-- Begin --

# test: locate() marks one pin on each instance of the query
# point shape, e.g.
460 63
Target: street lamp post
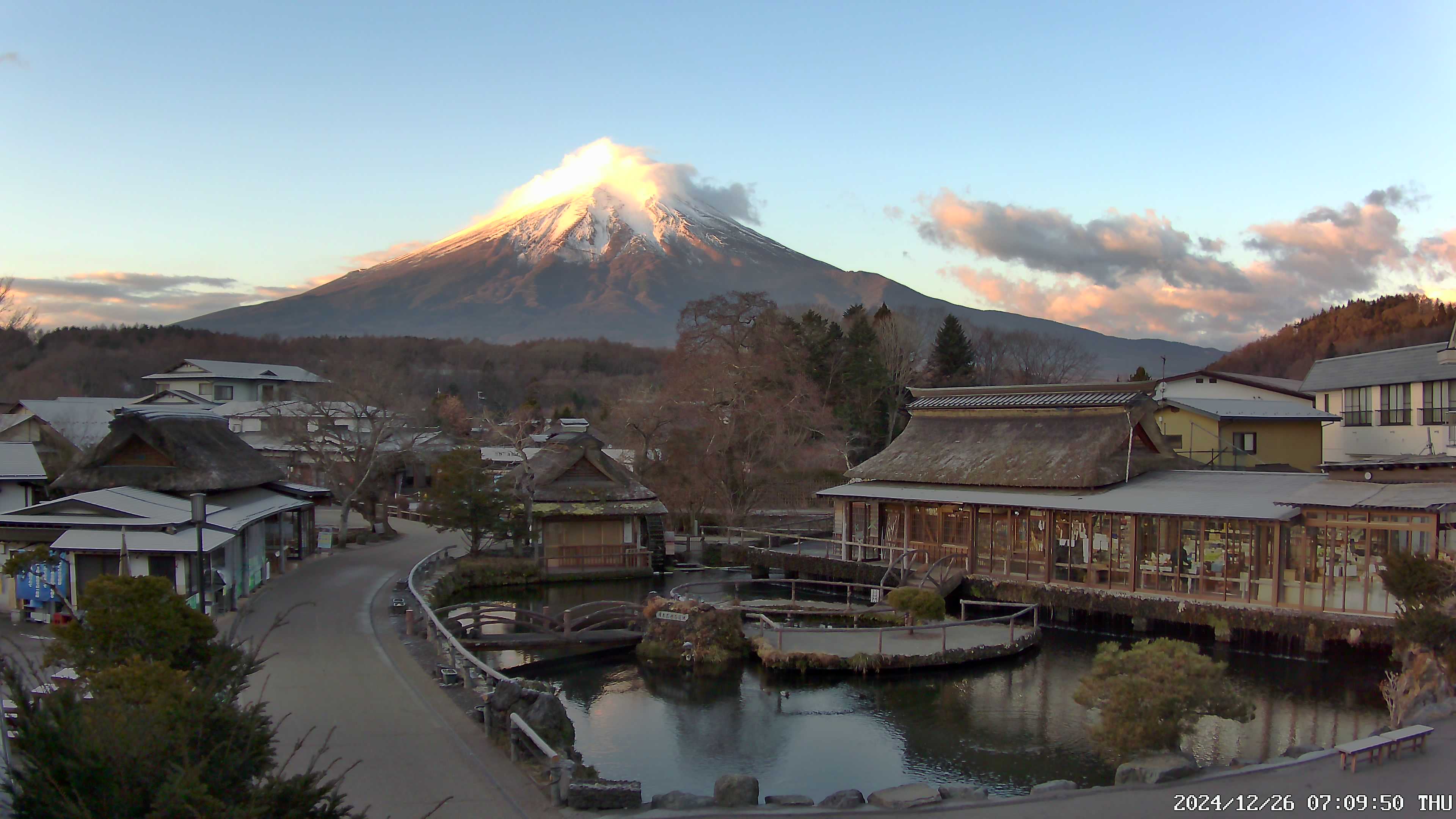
199 519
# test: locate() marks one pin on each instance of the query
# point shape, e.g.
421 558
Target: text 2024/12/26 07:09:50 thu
1312 802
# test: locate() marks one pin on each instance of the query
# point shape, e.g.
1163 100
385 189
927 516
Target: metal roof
1026 400
1350 494
110 540
136 508
1177 492
1253 409
19 463
83 422
238 371
1403 365
248 506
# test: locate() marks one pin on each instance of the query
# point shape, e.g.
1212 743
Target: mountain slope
1360 326
617 263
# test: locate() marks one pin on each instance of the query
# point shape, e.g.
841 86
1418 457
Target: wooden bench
1374 748
1416 735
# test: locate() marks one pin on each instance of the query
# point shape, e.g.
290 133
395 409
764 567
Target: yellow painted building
1235 433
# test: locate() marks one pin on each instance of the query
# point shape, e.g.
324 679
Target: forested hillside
1356 327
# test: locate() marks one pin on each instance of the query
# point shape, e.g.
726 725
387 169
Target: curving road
340 665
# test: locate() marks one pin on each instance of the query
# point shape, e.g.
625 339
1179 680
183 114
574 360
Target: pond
1004 725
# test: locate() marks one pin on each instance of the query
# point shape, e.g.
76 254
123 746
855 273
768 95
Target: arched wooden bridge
488 624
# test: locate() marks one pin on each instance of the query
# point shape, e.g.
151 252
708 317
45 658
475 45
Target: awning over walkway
1177 492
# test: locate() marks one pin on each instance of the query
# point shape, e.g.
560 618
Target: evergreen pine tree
953 361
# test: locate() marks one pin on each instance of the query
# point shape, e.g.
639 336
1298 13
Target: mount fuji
613 245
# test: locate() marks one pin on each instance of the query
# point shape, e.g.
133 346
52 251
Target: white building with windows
232 381
1391 403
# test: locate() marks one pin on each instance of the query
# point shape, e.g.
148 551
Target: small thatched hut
130 513
1055 436
169 449
590 512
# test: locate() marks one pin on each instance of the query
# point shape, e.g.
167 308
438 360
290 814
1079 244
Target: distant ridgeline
1360 326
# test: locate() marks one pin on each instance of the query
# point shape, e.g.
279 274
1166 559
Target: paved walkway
338 665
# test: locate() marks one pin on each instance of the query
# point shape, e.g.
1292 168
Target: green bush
1155 693
924 605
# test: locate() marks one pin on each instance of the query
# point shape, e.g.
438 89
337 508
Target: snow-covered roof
21 463
83 422
142 511
245 371
155 541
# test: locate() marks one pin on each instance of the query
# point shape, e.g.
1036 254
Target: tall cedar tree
865 385
953 361
1426 589
466 499
164 732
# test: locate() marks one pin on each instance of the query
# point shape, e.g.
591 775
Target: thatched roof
571 468
169 451
1074 448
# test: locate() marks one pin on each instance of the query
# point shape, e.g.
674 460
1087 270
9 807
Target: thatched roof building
1050 436
169 449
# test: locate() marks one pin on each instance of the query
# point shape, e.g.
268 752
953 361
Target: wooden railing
944 627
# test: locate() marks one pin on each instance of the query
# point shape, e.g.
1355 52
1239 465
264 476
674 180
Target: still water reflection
1005 725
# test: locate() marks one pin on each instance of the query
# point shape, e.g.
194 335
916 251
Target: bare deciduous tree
350 429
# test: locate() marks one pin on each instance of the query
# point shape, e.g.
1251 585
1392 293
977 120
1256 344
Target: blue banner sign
44 584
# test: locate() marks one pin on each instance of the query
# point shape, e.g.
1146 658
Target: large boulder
1156 769
681 800
901 798
507 693
972 793
549 719
736 791
605 795
844 799
1053 788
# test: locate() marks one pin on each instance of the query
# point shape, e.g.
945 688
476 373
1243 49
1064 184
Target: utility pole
199 519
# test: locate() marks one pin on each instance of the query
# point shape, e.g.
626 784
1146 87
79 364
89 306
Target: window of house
1395 404
1357 407
1436 401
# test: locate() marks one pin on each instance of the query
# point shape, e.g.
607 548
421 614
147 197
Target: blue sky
151 155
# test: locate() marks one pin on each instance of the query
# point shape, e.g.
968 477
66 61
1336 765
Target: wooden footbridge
487 624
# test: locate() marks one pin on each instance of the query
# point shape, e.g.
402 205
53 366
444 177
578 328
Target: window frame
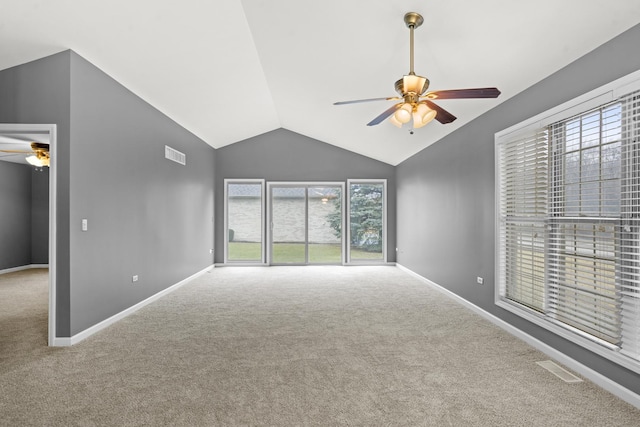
596 98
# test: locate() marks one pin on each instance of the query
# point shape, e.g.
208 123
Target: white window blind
523 196
569 223
629 228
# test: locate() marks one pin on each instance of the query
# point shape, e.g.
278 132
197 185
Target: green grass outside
294 253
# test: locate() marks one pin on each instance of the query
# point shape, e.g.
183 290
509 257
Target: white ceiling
230 70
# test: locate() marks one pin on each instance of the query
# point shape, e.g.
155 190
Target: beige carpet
287 346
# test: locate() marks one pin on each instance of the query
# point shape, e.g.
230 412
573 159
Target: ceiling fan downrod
413 21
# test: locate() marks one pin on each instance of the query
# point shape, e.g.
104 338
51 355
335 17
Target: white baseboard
66 342
595 377
23 267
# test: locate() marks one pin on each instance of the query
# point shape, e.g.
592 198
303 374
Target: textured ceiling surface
227 71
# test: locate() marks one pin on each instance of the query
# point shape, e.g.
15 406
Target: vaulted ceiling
231 70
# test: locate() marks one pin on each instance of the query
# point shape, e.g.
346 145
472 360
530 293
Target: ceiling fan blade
485 92
357 101
16 151
442 115
389 111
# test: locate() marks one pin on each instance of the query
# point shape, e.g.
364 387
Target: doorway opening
45 134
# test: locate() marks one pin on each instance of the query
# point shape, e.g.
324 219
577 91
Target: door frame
51 129
307 185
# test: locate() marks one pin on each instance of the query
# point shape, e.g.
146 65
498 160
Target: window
244 219
568 233
367 221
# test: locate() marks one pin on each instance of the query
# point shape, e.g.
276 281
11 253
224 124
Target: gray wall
451 184
39 92
39 216
282 155
15 215
147 216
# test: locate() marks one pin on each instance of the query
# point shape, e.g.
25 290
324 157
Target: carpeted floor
286 346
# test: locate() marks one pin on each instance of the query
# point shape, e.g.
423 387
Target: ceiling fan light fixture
422 115
403 114
395 121
413 83
35 161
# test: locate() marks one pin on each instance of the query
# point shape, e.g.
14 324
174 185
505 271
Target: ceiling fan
417 103
39 154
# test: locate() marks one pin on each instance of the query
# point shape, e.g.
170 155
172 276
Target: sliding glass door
367 221
244 219
305 223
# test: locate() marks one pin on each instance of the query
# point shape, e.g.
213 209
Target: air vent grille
174 155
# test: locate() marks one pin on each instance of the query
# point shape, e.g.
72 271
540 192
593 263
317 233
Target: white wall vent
175 155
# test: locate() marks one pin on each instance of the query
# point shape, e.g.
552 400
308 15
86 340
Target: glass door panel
288 221
244 222
325 225
366 221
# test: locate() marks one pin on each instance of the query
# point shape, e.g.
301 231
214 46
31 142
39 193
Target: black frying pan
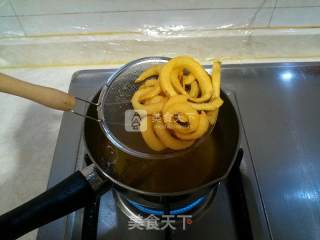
144 181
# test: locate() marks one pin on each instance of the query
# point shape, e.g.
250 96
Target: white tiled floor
296 16
298 3
36 7
9 26
137 21
39 17
6 9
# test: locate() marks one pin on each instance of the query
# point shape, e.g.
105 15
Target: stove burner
139 213
178 211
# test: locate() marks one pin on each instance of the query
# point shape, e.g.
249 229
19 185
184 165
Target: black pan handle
71 194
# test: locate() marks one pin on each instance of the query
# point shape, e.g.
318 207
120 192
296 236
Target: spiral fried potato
180 101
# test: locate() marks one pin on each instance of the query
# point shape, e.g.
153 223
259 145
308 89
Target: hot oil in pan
197 167
171 175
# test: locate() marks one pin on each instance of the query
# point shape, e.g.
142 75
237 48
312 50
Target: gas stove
233 210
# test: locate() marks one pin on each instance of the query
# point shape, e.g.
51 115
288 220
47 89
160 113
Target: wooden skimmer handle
49 97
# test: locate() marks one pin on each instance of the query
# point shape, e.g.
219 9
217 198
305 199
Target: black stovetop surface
226 217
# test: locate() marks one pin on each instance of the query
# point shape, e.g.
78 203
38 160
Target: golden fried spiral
180 102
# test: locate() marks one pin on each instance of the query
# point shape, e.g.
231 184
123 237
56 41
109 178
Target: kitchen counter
29 132
28 136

-- End --

■ Set exercise ■
Gather every line of the data that contains the word "building".

■ Solution below ■
Target: yellow painted building
Target: white building with windows
Target: thatched roof building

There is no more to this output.